EXTRACT TO READ:
——————————
Macroevolution and accumulated microevolution

People arguing with creationists sometimes claim that macroevolution (changes in the large) is just the accumulation of small changes (microevolution). The claim and the thought behind the claim is superficial; for the most part small changes do not accumulate.

The big thing that stops small changes from accumulating is natural selection. Creationists often (correctly) argue that natural selection is conservative. There are really two arguments that they use, one incorrect and one correct. The incorrect one is to appeal to examples from artificial selection; continued selective breeding for improvements in a trait quickly reaches an upper limit. The reason for this is well known; the extant variation in the population is exhausted.

The correct one (insofar as it goes) is that divergences from the population mean are selected against in natural selection. In general the species of life are fit, i.e., they are adapted to their environment, their ecological niche, and their reproductive strategy. In consequence populations exist in basins of attraction; divergences from the population norm are selected against.

At this point it is natural to point out that environments change regularly and, with it, fitness. It would seem that adaptation would therefore track the changes in environment. However matters are not that simple; one has to consider time scales. Rapid changes in the environment cannot be tracked as such. The Galapagos finches are a good example. In wet years finches with one beak shape are favored; in drought years another beak shape is favored. As the climate shifts back and forth between wet and dry the relative proportions of different beak shapes in the population shift also. The adaptive response of the species is to maintain variability with respect to that feature in the populations. The upshot is that although the gene frequencies of the relevant alleles fluctuate the fluctations are bounded over time. Change back and forth does not (necessarily) produce cumulative change.
——————————
TASK STATEMENT: Please write out everything from "Macroevolution and accumulated" down to "do not accumulate." in the piece on macroevolution, word for word.

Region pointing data
——————————
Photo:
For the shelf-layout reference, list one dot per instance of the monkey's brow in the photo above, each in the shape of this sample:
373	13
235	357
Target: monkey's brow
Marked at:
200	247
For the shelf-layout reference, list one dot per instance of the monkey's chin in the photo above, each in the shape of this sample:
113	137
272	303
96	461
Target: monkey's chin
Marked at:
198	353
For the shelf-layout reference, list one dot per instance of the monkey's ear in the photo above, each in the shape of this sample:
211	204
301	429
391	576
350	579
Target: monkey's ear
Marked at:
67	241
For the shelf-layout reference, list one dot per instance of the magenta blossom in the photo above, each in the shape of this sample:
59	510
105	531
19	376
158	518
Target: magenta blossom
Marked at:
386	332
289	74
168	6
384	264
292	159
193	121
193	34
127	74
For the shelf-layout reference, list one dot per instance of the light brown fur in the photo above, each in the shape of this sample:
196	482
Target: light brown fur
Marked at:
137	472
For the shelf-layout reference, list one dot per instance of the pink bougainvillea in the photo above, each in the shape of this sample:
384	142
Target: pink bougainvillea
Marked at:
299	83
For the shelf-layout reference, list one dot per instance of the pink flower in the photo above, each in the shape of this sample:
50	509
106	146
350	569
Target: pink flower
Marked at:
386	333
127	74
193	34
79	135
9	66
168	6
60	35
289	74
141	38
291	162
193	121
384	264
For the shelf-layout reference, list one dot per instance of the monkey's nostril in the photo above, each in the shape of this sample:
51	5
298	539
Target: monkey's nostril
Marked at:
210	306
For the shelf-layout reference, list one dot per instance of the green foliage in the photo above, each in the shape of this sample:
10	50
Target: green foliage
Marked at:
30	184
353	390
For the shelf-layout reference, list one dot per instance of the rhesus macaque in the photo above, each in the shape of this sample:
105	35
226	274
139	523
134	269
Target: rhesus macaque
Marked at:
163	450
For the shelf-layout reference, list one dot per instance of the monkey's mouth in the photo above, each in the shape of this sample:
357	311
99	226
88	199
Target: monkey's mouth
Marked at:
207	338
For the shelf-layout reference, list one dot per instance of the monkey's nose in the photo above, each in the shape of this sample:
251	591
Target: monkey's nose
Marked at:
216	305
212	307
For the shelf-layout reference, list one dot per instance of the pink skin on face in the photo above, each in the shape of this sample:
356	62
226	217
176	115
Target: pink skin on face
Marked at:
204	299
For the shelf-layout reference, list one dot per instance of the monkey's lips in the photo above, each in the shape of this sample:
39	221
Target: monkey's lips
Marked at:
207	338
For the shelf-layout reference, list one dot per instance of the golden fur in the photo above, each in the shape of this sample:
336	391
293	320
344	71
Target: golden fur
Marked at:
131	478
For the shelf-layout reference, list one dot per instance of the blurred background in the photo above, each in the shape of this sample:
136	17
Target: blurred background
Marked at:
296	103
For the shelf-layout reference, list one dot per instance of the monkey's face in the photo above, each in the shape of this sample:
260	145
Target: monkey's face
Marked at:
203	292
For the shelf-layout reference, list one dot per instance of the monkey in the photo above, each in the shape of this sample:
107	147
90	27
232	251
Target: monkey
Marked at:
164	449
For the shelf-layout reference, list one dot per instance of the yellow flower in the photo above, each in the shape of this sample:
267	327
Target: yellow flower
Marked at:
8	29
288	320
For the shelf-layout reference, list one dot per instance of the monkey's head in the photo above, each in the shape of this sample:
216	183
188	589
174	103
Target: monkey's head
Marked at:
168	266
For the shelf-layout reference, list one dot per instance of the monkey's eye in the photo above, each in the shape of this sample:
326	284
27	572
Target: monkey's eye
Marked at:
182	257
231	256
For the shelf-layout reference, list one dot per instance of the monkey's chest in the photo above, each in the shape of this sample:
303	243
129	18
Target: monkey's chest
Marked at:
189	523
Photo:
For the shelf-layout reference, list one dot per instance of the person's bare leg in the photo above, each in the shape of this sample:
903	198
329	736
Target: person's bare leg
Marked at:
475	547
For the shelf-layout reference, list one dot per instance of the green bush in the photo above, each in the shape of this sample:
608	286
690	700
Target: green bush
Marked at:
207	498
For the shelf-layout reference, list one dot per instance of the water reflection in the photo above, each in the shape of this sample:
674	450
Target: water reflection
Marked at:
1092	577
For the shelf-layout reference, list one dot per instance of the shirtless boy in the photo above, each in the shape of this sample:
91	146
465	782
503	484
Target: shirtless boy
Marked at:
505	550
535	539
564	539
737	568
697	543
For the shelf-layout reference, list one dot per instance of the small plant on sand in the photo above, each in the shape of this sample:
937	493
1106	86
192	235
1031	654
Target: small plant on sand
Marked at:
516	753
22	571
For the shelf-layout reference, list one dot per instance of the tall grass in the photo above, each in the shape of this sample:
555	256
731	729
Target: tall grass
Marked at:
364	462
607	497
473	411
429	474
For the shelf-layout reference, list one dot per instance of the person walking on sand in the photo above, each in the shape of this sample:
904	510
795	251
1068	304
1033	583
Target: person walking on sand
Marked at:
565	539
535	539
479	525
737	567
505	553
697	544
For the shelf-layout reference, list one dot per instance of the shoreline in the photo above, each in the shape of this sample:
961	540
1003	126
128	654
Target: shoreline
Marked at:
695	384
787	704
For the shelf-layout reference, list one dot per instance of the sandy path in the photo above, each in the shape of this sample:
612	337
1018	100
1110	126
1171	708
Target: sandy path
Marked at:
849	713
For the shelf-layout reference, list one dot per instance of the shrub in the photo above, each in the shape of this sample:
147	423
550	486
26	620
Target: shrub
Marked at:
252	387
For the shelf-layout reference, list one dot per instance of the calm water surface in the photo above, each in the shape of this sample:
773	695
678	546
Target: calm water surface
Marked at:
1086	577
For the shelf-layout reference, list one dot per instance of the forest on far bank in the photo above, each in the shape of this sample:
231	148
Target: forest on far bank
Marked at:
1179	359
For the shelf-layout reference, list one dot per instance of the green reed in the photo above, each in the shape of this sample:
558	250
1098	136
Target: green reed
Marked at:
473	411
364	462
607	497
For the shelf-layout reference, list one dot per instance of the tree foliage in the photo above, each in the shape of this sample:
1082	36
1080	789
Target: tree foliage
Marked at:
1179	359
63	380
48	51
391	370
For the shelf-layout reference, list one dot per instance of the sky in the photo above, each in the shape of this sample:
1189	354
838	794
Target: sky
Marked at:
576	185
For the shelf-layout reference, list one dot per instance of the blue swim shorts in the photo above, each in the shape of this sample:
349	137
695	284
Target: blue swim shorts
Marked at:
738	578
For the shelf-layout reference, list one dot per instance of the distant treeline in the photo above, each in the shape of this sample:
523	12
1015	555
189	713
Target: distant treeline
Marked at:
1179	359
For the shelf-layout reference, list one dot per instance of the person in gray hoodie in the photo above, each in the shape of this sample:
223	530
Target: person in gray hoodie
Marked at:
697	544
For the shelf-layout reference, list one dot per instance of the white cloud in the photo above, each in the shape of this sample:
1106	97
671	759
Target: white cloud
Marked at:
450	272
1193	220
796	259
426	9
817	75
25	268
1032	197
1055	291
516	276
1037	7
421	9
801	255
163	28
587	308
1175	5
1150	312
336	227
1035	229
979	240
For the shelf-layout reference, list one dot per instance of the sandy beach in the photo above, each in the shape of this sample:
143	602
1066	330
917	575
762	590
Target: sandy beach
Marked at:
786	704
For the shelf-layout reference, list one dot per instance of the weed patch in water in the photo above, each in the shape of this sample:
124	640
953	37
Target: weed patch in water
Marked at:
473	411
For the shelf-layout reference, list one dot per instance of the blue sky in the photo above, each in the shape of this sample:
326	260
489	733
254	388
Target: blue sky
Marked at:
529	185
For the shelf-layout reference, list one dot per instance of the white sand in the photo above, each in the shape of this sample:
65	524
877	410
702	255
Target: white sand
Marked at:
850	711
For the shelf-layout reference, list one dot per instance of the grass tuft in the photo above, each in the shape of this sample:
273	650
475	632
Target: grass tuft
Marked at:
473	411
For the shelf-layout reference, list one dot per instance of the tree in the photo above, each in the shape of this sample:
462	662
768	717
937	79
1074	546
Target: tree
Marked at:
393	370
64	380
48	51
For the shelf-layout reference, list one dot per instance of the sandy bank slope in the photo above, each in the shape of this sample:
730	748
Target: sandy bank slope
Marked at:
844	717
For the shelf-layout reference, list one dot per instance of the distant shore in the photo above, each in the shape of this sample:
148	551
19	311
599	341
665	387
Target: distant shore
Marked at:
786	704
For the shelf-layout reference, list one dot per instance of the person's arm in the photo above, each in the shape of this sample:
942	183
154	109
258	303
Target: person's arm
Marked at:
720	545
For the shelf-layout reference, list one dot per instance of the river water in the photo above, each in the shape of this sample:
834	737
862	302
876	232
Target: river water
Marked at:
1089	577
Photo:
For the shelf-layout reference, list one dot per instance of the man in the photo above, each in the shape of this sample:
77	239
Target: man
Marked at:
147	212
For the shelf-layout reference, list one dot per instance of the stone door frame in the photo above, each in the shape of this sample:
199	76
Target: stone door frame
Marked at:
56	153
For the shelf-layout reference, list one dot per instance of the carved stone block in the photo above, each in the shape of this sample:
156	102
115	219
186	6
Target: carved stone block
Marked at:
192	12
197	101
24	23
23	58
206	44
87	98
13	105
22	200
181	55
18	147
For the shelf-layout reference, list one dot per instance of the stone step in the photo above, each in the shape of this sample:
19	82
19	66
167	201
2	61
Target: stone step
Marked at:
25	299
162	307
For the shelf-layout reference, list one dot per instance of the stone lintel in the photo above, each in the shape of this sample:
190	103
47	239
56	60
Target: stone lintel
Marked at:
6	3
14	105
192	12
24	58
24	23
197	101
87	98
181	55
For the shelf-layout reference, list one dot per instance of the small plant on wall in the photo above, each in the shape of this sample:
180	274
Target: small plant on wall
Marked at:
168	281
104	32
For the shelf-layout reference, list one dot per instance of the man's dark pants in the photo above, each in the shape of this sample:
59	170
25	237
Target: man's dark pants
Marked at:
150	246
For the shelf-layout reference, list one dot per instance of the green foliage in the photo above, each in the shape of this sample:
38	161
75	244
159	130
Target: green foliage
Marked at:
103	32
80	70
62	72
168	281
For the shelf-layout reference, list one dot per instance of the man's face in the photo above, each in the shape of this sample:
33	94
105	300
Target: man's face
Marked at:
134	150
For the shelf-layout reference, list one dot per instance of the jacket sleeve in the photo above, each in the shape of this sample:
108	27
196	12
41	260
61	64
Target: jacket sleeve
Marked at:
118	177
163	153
——————————
RESPONSE TO THIS TASK:
Macroevolution and accumulated microevolution

People arguing with creationists sometimes claim that macroevolution (changes in the large) is just the accumulation of small changes (microevolution). The claim and the thought behind the claim is superficial; for the most part small changes do not accumulate.